§ **DATA ENTRIES**
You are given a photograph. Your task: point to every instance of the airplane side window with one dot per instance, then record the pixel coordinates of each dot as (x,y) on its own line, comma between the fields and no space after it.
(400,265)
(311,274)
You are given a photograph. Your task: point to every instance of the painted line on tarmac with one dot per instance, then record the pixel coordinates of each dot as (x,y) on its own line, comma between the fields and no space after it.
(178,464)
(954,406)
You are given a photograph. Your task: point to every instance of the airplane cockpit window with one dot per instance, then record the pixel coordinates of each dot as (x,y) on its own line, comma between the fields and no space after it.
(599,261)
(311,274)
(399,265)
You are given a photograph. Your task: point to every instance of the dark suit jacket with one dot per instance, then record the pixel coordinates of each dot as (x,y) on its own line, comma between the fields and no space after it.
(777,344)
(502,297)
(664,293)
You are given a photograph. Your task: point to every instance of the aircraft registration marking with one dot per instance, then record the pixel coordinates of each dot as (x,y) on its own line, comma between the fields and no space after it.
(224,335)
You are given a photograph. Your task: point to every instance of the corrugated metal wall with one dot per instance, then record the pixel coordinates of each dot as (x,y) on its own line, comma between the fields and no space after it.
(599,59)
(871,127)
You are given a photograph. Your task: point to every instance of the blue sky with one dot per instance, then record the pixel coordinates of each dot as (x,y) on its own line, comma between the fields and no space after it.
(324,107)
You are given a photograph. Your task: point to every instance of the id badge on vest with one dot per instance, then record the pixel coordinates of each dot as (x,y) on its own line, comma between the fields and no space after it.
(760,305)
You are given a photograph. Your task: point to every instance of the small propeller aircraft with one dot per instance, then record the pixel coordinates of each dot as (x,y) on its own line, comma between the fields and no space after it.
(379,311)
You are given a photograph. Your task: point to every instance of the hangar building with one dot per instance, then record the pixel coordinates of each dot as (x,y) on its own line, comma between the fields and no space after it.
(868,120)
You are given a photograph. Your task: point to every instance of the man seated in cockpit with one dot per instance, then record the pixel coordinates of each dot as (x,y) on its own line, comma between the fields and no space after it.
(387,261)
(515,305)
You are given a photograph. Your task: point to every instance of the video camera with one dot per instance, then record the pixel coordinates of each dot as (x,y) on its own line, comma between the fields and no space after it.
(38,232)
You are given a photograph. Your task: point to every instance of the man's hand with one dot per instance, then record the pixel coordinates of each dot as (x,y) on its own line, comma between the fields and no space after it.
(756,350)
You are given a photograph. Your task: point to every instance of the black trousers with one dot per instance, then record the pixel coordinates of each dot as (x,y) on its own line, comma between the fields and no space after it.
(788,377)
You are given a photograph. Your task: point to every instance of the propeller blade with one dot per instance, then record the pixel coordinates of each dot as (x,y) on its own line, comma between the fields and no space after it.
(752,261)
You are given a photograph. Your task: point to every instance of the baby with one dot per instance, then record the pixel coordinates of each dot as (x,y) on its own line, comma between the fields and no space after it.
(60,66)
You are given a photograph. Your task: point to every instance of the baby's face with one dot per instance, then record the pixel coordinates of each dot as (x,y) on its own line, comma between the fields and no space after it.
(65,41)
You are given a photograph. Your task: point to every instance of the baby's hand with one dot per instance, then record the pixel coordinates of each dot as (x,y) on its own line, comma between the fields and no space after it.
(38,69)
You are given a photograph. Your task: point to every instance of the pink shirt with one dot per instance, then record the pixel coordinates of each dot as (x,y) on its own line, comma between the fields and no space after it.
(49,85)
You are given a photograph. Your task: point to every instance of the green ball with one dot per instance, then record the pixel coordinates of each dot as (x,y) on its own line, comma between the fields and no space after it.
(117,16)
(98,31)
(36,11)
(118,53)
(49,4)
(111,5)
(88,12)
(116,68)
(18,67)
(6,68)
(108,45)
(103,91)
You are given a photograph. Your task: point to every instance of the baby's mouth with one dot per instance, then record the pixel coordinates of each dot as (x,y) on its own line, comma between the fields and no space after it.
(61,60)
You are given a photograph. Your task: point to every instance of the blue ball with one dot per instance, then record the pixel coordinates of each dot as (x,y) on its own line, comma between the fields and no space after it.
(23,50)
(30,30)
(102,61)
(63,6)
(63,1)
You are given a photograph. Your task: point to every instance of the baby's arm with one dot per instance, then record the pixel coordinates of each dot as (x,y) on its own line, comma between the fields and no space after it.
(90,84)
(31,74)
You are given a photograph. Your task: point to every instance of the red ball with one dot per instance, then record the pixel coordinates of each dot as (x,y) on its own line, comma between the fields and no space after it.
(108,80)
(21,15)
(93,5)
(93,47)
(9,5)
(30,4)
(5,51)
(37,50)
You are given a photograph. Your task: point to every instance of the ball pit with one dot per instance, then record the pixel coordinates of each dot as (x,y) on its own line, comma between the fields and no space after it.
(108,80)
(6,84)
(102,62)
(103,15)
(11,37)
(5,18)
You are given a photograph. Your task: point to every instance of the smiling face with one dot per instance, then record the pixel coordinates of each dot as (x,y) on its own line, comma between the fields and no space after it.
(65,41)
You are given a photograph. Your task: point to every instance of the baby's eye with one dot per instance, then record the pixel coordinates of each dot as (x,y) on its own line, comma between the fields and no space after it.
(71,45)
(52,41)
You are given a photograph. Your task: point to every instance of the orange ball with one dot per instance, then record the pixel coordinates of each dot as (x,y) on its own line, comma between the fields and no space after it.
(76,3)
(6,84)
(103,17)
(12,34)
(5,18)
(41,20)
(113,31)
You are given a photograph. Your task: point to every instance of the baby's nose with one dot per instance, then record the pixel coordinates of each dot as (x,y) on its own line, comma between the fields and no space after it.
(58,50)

§ **TASK GOAL**
Write out all of the entries above again, word for word, leaving nothing out.

§ **COMPLETED TASK**
You are given a photograph. Your task: point to every instance of the airplane side window with one dot per instance, then record the pixel coordinates of each dot as (x,y) on its own line, comma between the fields and no space after it.
(400,265)
(311,274)
You are given a photograph. Your task: point to every instance of the painted line on tarmac with one dot per instance, then record the pixel coordinates of each dot as (x,y) on its own line, comma between the fields and no space after it.
(178,464)
(954,406)
You are given a photograph. Your task: point to every instance of the airplane cockpit window with one dot per instance, then record the pixel coordinates of each dot as (x,y) on its own line, comma between the fields and no space after it.
(599,261)
(311,274)
(399,265)
You are given a photograph. Your task: point to every instance of the dark suit jacket with one dot per instance, then record the pixel coordinates of each dot as (x,y) on its own line, comma between the fields and no space after it.
(777,344)
(502,297)
(664,293)
You are given a photograph. Your task: point to every instance of the aircraft registration marking with one dot per instance, then record the pixel coordinates of each dot as (x,y) on its own line, comma between the fields and no space after it.
(224,335)
You are given a photograph. Your task: point to every instance of the corrugated metal wall with one dot per instance, then record the pixel coordinates of each dot as (x,y) on its own line, comma between the fields and no space after it.
(599,59)
(871,127)
You are given a photograph. Your task: point to every instance of the blue sky with one dot per instance, then record the pixel coordinates of each dot as (x,y) on its own line, comma between the fields and no space after it.
(324,107)
You are given a photograph. Your task: point to every instance of the id badge on vest with one dot per instance, then record the pixel coordinates of each dot as (x,y) on its own line, comma between the fields and no space after it.
(760,305)
You are given a photograph. Your task: point to every instance of the small propeller aircraft with one dot per instance, then record the pixel coordinates of each dot as (x,y) on its own line, comma between the fields and no space after it.
(379,311)
You are given a photograph. Your task: point to every instance of the hangar building with one dot per instance, then record the pixel coordinates of each dot as (x,y) on its own line, comma between the fields and no space after it.
(868,120)
You are given a photograph. Your task: point to every instance of the man seated in cockpit with one dot per instance, then record the pixel coordinates of each dot as (x,y) on its own line, comma between the fields and no space after it.
(387,261)
(515,305)
You are given a photograph. Your task: point to every instance of the video camera with one dot per instance, then record the pixel coordinates of each dot as (x,y) on its own line, comma between the fields and no space after it.
(38,232)
You are given a photograph. Your task: point to every instance of the man's hand with one dot per instance, then record the pixel coordinates of each dot as (x,y) on its own line, comma between the fields and no space after it.
(756,350)
You are given a photograph. Your task: point to every instance of the black trousers with one dot per instance, then record the pixel coordinates of each dot as (x,y) on its own line, comma between the fields and no space after it.
(788,377)
You are given a photograph. Your task: point to every instance of the propeller blade with one dot per instance, then record the pixel coordinates of each dot as (x,y) on its own line, comma between the fields and no space after it.
(752,261)
You are given a photograph. Your task: point to every instance of the baby with one dot per instance, then record the pixel coordinates of each dot as (x,y) on its own line, comma between the fields and no space after it.
(60,66)
You are given a photograph. Your task: point to every instance of the baby's face with one dot per instance, then record the pixel coordinates of each dot as (x,y) on its own line, comma between the fields and no space after it.
(65,41)
You are given a photograph. Your task: point to every instance of the baby's hand with one dot per instance, then record the pixel coordinates of each dot as (x,y) on its own line, comma between the fields and no space after it.
(38,69)
You are given a photograph. Your task: point to every instance of the pink shirt with one dot per instance, then record the pixel coordinates of each dot as (x,y) on its own line, comma between the fields and no space after it.
(49,85)
You are given a photograph. Your task: point to every instance of the green ball with one dot per instance, then record the pixel coordinates of each dot as (x,y) on its own line, comma between the fields and no space after it.
(117,16)
(98,31)
(36,11)
(118,53)
(49,4)
(111,5)
(88,12)
(116,68)
(18,67)
(6,68)
(108,45)
(103,91)
You are given a photograph. Your task: point to every instance of the baby's mouth with one dot per instance, then record the pixel coordinates of each dot as (x,y) on its own line, comma between the fields and no space after it.
(61,60)
You are given a photograph. Your task: point to every instance of the blue ball with one dot per instance, then record the pixel coordinates of each dot as (x,y) on its own line, comma between the fields and no space after it.
(23,50)
(30,30)
(102,61)
(63,6)
(63,1)
You are given a photograph. Your task: point to every instance of the baby's arm with one dot per instance, then record the pixel coordinates of each dot as (x,y) on its own line, comma between the fields and no space after it.
(90,84)
(31,74)
You are given a photograph. Your task: point to every instance of the red ball with one dot per instance, then record the pixel coordinates of each dot as (x,y) on its own line, comma between the fields and no space after it.
(108,80)
(21,15)
(93,5)
(93,47)
(9,5)
(30,4)
(5,51)
(37,50)
You are given a photograph. Your task: point to every instance of the ball pit with one dot per instance, then record the pixel coordinates of each dot as (x,y) on its own line, comma between the fields and no space after it.
(108,80)
(6,84)
(102,62)
(103,15)
(11,37)
(5,18)
You are given a photograph. Your task: point to every instance of the smiling face with one dot per instance, then record the pixel coordinates of each dot as (x,y) on its own line, comma between the fields and no space after it.
(65,41)
You are given a photograph. Your task: point to every instance of the baby's eye with one dot per instance, then record the pixel coordinates of each dot as (x,y) on its own line, comma between the fields and no space after it.
(71,45)
(52,41)
You are given a photograph. Your task: point to every instance of the orange ball with one dot per instance, then record the pixel coordinates of each dot as (x,y) on its own line, comma between the fields and no space after it.
(76,3)
(6,84)
(103,17)
(12,34)
(5,18)
(41,20)
(113,31)
You are given a photograph. Your task: point to every instance of the baby's nose with one dot per instance, then record the pixel coordinates of each dot as (x,y) on its own line, comma between the fields and no space after it.
(58,50)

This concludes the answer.